WHAT THE TASK REQUIRES -> All the data should come back exactly as it was given.

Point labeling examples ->
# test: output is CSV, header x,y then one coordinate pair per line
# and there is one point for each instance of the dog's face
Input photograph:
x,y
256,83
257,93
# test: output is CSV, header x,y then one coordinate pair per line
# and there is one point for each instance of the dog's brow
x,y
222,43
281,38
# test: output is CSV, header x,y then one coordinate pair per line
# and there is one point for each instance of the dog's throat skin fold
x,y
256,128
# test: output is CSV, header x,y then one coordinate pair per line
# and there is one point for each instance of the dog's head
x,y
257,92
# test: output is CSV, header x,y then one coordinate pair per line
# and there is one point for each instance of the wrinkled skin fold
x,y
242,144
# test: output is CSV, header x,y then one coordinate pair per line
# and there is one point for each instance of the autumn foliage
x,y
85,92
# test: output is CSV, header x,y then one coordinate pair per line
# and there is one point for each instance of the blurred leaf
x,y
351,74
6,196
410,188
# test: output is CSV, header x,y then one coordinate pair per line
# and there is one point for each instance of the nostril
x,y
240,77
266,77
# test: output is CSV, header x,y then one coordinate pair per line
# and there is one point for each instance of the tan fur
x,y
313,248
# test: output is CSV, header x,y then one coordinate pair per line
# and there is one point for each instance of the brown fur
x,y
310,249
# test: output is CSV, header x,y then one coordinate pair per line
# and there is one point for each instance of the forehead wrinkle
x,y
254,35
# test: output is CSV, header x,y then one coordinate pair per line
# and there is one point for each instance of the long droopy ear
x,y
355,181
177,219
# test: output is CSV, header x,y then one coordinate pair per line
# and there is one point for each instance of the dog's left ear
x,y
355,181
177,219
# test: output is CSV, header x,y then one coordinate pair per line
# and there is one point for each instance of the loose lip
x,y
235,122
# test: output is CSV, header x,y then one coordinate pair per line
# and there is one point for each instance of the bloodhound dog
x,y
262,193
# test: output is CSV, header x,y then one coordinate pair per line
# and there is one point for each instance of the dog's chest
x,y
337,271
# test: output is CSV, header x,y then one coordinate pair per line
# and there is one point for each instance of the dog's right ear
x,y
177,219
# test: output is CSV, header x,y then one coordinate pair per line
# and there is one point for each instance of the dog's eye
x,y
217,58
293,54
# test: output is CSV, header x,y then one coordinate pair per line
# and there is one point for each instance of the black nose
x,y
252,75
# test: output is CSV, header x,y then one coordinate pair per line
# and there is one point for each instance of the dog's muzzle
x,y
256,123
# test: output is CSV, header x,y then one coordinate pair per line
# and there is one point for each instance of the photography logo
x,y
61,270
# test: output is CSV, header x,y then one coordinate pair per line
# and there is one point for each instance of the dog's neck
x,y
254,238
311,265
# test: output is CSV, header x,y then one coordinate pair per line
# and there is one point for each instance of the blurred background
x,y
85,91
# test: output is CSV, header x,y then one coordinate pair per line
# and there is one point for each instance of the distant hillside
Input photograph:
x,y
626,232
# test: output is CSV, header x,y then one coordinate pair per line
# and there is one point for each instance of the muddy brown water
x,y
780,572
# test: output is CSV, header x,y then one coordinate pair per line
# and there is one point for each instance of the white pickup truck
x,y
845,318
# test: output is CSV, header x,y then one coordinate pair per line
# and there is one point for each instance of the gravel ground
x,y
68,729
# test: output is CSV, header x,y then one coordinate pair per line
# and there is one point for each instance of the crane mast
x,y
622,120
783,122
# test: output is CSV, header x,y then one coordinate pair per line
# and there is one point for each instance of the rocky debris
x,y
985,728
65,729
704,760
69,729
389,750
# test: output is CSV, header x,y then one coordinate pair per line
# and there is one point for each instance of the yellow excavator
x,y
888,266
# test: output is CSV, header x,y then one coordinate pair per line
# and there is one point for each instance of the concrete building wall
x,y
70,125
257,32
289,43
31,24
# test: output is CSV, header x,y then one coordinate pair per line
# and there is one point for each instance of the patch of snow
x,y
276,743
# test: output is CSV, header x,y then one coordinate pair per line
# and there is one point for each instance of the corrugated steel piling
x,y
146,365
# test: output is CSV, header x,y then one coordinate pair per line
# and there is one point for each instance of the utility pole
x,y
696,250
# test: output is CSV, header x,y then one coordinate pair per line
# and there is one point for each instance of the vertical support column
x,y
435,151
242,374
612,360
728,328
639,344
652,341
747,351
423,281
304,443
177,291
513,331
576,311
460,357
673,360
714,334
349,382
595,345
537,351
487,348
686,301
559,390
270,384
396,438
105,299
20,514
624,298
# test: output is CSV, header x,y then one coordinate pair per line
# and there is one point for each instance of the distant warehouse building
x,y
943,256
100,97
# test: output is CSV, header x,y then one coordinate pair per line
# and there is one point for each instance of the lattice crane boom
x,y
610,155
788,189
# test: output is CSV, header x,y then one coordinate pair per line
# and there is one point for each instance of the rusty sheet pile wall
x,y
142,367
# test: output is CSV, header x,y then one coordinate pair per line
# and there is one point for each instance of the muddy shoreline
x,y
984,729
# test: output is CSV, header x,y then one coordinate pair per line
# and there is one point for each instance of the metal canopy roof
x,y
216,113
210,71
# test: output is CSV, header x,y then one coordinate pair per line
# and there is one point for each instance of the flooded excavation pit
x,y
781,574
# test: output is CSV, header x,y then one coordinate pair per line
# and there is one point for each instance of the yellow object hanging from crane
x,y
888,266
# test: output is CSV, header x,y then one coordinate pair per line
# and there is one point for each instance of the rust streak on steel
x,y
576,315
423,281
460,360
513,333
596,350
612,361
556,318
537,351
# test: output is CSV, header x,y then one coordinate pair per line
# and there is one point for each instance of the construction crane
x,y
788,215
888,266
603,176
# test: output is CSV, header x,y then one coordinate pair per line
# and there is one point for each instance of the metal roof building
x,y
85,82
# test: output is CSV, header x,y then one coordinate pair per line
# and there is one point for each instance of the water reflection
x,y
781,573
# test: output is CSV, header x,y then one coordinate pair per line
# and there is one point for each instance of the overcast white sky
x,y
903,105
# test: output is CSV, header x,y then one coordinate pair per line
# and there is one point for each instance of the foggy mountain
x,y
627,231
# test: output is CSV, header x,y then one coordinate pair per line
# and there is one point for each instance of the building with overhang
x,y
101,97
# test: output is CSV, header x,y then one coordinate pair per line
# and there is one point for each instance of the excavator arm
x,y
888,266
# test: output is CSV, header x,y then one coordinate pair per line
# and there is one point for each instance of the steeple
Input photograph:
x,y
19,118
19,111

CORRECT RESPONSE ->
# test: output is CSV, header x,y then one coordinate pair per line
# and there is one point for each instance of the dog's face
Input photograph:
x,y
256,83
257,93
# test: output is CSV, header x,y then one coordinate pair per line
# and there is one point for each instance of the dog's brow
x,y
222,43
281,38
# test: output is CSV, header x,y then one coordinate pair per line
# and there is one point for each instance of the dog's throat skin fold
x,y
256,128
# test: output is CSV, header x,y then one coordinate pair per line
# and there is one point for each instance of the dog's head
x,y
257,92
# test: output is CSV, header x,y then one coordinate pair per line
# and there is one point for each instance of the wrinkled skin fold
x,y
242,144
# test: output is CSV, header x,y then one coordinate pair per line
# and there is one point for each instance of the autumn foliage
x,y
85,92
# test: output is CSV, header x,y then one coordinate pair per line
# and there is one point for each instance of the blurred leaf
x,y
351,74
6,196
410,188
# test: output is CSV, header x,y then one coordinate pair per line
# and there is one point for each instance of the nostril
x,y
240,77
266,77
# test: output is CSV, header x,y then one coordinate pair per line
# and there is one point for each instance of the tan fur
x,y
313,248
# test: output is CSV, header x,y then one coordinate pair per line
# and there is one point for each instance of the brown fur
x,y
310,249
# test: output is CSV, header x,y then one coordinate pair per line
# and there is one point for each instance of the forehead wrinkle
x,y
254,35
# test: output is CSV, header x,y then one coordinate pair per line
# and there is one point for each instance of the long droopy ear
x,y
355,181
177,219
# test: output is CSV, header x,y then one coordinate pair per line
# and there is one point for each instance of the dog's left ear
x,y
355,181
177,219
# test: output is CSV, header x,y then one coordinate pair per line
# and there is one point for each instance of the loose lip
x,y
235,122
# test: output is CSV, header x,y then one coordinate pair per line
# and there is one point for each instance of the bloodhound dog
x,y
262,193
# test: output is CSV, header x,y then one coordinate pair per line
# and there is one point for each instance of the dog's chest
x,y
337,271
# test: output is CSV, header x,y then one coordinate pair per line
# and there is one point for each instance of the dog's right ear
x,y
177,219
# test: output is CSV, header x,y then one coordinate pair per line
# and there is one point for each instance of the dog's eye
x,y
217,58
293,54
# test: output is CSV, header x,y then one coordinate pair per line
# and there is one point for each instance of the black nose
x,y
252,75
# test: output is CSV, header x,y then one coordinate pair per line
# and there is one point for each instance of the dog's muzzle
x,y
256,123
# test: output is CSV, header x,y then one coordinate pair per line
# and there is one point for each instance of the photography logo
x,y
61,270
# test: output is CSV, header x,y then one coordinate pair per line
# and there is one point for each instance of the dog's neck
x,y
254,238
311,265
# test: output is CSV, header x,y then one coordinate pair per line
# and there is one point for each instance of the blurred background
x,y
85,91
# test: output is CSV, header x,y then one coordinate pair per line
# and there is one point for each instance of the distant hillside
Input photograph:
x,y
626,232
# test: output is CSV, header x,y then one coordinate pair per line
# and there is one point for each instance of the muddy brown water
x,y
780,572
# test: output is CSV, header x,y then one coordinate pair per line
# and there is one point for each instance of the white pickup truck
x,y
845,318
# test: output is CSV, header x,y then one coordinate pair per line
# and there is one point for each instance of the gravel ground
x,y
68,729
# test: output is CSV, header x,y then one coordinate pair per line
# and there is one point for each instance of the crane mast
x,y
622,120
783,122
# test: output is CSV, header x,y then one coordinate pair per line
# and there is one point for each instance of the rocky debris
x,y
985,728
65,729
704,760
69,729
389,750
# test: output is CSV, header x,y then one coordinate pair per line
# and there is one point for each instance of the yellow excavator
x,y
888,266
# test: output is CSV, header x,y then one coordinate pair per line
# and there is one point for each instance of the concrete building wall
x,y
70,125
257,32
289,43
31,24
# test: output is CSV, header x,y then one coordinate pair per line
# and there is one point for each instance of the patch of snow
x,y
276,743
# test: output is CSV, header x,y then one coordinate pair per line
# and there is one point for each instance of the corrugated steel piling
x,y
146,365
# test: output is CSV, header x,y then one coordinate pair per line
# and there is one point for each instance of the utility pole
x,y
696,250
# test: output is CSV, header x,y then one coordinate pair per line
# and there is one point for each instance of the vertical support column
x,y
435,151
242,374
612,360
728,328
639,344
652,341
747,351
423,281
304,443
177,291
513,331
576,311
460,357
673,360
714,334
349,382
595,345
537,351
487,348
686,301
559,390
270,384
396,438
105,299
20,514
624,298
# test: output is CSV, header x,y then one coordinate pair per line
# and there is one point for each instance of the distant warehouse building
x,y
943,256
100,97
# test: output is CSV, header x,y then one coordinate pair per line
# and there is one point for each instance of the lattice crane boom
x,y
610,155
788,189
# test: output is CSV, header x,y then one coordinate pair per line
# and there is one point for each instance of the rusty sheet pile wall
x,y
142,367
# test: output is CSV, header x,y then one coordinate pair per line
# and there is one point for each instance of the muddy shoreline
x,y
984,729
# test: output is CSV, header x,y then one coordinate pair per line
# and there is one point for each instance of the metal canopy roof
x,y
216,113
210,71
# test: output is CSV, header x,y then one coordinate pair per line
# and there is one point for each instance of the flooded excavation pit
x,y
781,574
# test: output is CSV, header x,y then one coordinate pair per line
# and there is one point for each instance of the yellow object hanging from crane
x,y
888,266
# test: output is CSV, header x,y then one coordinate pair per line
# and there is one point for each instance of the rust streak on steel
x,y
576,315
423,281
460,360
513,333
596,350
612,361
556,318
537,351
# test: output is CSV, header x,y then one coordinate pair per line
# and there is one point for each instance of the construction crane
x,y
788,215
888,266
603,176
# test: output is CSV, header x,y then one coordinate pair per line
# and there is one point for each instance of the metal roof building
x,y
85,82
# test: output is CSV, header x,y then one coordinate pair per line
# and there is one point for each instance of the water reflection
x,y
781,573
# test: output is CSV, header x,y then one coordinate pair per line
# and there is one point for each instance of the overcast white sky
x,y
903,105
# test: output is CSV, header x,y then one coordinate pair per line
# and there is one point for each instance of the foggy mountain
x,y
627,231
# test: output is CSV, header x,y then one coordinate pair per line
# and there is one point for each instance of the building with overhang
x,y
101,97
# test: output is CSV, header x,y then one coordinate pair per line
# and there is one point for each instance of the excavator arm
x,y
888,266
# test: output is CSV, header x,y then one coordinate pair per line
# and there is one point for each instance of the steeple
Input photograph:
x,y
19,118
19,111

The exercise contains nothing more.